What is needed: Continue Bishop Barber's remarks to the Oakland diocese from the point where they stop.

Passage provided:
Bishop Barber's message to the people of the diocese
Michael C. Barber, SJ
Note: These were Bishop Barber's first remarks to the diocese after his consecration as Bishop of Oakland May 25.
I overheard a woman say to a Jesuit before Mass this morning: "Thanks for giving us Father as our bishop." The Jesuit replied: "Thank you for taking him!"
Good people of Oakland . . . thank you for taking me!
First a word of thanks: to Your Excellency Archbishop Viganò, Apostolic Nuncio. Please convey to the Holy Father my sincere thanks for the tender and affectionate words he wrote in that mandate. Archbishop Cordileone, Bishops Sevilla and Daly, thank you for being my consecrators.
Archbishop Brunett: Everyone I have spoken with hates to see you go. You will go down in the history of Oakland not as the apostolic administrator, but as the BELOVED apostolic administrator of our diocese. On behalf of the priests and people of Oakland, thank you!
There are three people who have played a very important role in my life who are here today that I would like to thank:
Archbishop John Raphael Quinn, who ordained me to the priesthood in 1985. All I ever wanted to be in life was a priest. Thank you for that gift, and for your friendship.
The priest who baptized me as a baby at Mission Dolores back in nineteen hundred and … is here today: Father John Cummins, second bishop of Oakland. (There are no coincidences.)
And thirdly, the Dominican Sister who taught me in the eighth grade is here. You may not realize it, but this sister has taught every person in the diocese of Oakland — because she taught me the faith, and I will hand it on to you.
In honoring her, I honor all consecrated religious women, all teachers and all catechists in our diocese. Thank you Sister Mary Jude.
People have asked me "What is your vision as Bishop?"
I would like to do for Oakland what Pope Francis is doing for the whole Church.
My vision is this: The priests take care of the people. The bishop takes care of the priests. And we all take care of the poor, the sick and the suffering — those suffering physically and spiritually.
What's my style of collaboration? When Archbishop Levada first came to San Francisco, his secretary, Father Thomas Merson, was driving the archbishop to confirmation at a distant parish. All along the way the archbishop was telling Father Merson first to take this short-cut, and then that detour, and did he know this other way was faster . . . Father Merson pulled over and stopped the car on the side of the road. He looked at the archbishop and with the greatest respect said: "Your excellency, would you prefer to drive the car?" (priests love that story) Cardinal Levada told that story about himself at Father Merson's funeral.

Exercise data:

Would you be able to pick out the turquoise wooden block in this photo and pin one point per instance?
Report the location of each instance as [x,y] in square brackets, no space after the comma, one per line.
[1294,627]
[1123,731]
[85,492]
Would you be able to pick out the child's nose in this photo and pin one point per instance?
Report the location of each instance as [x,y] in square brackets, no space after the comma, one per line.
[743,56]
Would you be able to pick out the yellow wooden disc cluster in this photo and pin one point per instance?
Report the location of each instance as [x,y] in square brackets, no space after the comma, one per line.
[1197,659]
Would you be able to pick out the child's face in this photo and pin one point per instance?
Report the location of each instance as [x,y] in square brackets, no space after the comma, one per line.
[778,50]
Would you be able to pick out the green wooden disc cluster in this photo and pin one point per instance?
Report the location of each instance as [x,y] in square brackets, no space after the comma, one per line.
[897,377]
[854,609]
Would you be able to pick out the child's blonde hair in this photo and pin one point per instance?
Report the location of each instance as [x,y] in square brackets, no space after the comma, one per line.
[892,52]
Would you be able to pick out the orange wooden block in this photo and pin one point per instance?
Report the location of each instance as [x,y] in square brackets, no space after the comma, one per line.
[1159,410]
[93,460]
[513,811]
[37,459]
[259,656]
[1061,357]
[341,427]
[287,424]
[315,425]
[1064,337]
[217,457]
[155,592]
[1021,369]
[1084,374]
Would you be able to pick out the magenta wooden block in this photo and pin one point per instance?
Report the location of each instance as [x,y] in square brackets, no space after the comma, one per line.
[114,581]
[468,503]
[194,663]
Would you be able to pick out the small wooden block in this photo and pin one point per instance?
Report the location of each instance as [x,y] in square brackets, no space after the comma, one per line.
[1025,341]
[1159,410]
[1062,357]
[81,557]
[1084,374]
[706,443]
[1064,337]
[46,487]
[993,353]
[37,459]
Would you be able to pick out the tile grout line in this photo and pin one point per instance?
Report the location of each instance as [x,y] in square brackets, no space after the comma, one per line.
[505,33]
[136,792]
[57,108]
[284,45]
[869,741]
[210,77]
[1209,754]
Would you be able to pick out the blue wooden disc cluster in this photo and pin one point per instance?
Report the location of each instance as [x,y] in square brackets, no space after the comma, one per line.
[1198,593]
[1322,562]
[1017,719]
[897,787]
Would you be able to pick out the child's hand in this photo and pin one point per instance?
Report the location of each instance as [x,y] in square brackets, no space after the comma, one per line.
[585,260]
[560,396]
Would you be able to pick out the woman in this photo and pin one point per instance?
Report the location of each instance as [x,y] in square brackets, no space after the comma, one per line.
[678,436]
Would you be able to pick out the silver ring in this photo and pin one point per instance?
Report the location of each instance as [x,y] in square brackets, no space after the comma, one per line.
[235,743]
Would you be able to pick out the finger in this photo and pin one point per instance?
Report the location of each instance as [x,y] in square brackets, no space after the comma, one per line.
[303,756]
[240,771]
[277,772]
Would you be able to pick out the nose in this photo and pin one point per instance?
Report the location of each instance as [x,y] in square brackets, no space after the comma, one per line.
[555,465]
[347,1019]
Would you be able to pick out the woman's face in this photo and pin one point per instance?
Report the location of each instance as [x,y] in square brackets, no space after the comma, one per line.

Task result:
As a priest I was always grateful when my superiors allowed — or better yet — made it easier for me to do my job.
People have asked me: "What are you going to do about the diocese's debt?"
Short answer, I don't know yet.
But what I do know is this: If we are generous with God and generous in taking care of His people, God will take care of us.
In London there was a man in the hospital who wanted desperately to speak with a priest. The nurse called the chaplain. He was not available. The nurse started phoning parish after parish and could not find any priest to come.
Finally she called a parish way on the other side of the city: St. James' (Spanish Place). The pastor answered. Even though the hospital was not in his parish boundary, he said "I'll come." He took the holy oil and the Blessed Sacrament and got on the subway and went to the hospital. He treated the patient with great kindness, encouraged him, comforted him and gave him the sacrament of the sick. As the priest was about to leave, the patient asked if he could give the priest something for his trouble. The priest said, no, no. The sacraments are free. It's been a pleasure.
The sick man insisted and said he wanted to do something for the priest. Finally the priest said, "Well, I've been trying to raise money for a new furnace for the church. If you want, you can make a donation to our furnace fund." The man not only paid for the whole furnace, but paid for the remodeling of the sanctuary, repairing the stonework, and put a new roof on the church.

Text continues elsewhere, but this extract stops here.